**Quoted passage:**
---*---

# Can't print out Ryanair boarding card?



## babaduck (3 Jul 2008)

I did online check-in for a flight tomorrow, submitted all my details & when I went to print my boarding card, the page was blank?  Tried it again for another flight for Hubs & same result

Any idea if it's me or Ryanair being daft?

Cheers!!!


----------



## BOXtheFOX (3 Jul 2008)

I find that this happens on the "return" leg. When I press "reprint" it usually works.


----------



## babaduck (3 Jul 2008)

Muchos!


----------



## aonfocaleile (9 Jul 2008)

I'm having the same problem at the moment - I've tried reprinting several times but nothing is showing up on screen for my return flight, although I have checked in for it. Any advice before I attempt to contact Ryanair?


----------



## ClubMan (9 Jul 2008)

If you are really stuck and all the details are present on screen then perhaps just use _Alt__+PrintScreen, Start > Run > Mspaint, Ctrl+V _to paste the image in and then print that?


----------



## aonfocaleile (9 Jul 2008)

Thanks Clubman - I think the problem is that its a few hours away from being within 5 days to the return leg  I'll try again later on.


----------



## gar123 (9 Jul 2008)

when you go back in to online check in within the 5 days you now see a option for check in but you have to change the flights around ie now travelling from london to dublin


----------

---*---

**Task statement:** Write out everything in the boarding card thread from "Any idea if" down to "it usually works.", swapping "Ryanair" for "the airline" wherever it occurs. The entries that follow are separate from the boarding card thread.

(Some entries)
---*---

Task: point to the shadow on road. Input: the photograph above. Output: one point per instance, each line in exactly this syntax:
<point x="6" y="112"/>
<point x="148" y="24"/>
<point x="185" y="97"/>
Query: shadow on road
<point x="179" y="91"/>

---*---

**Solved exercise:**
Any idea if it's me or the airline being daft?

Cheers!!!


----------



## BOXtheFOX (3 Jul 2008)

I find that this happens on the "return" leg. When I press "reprint" it usually works.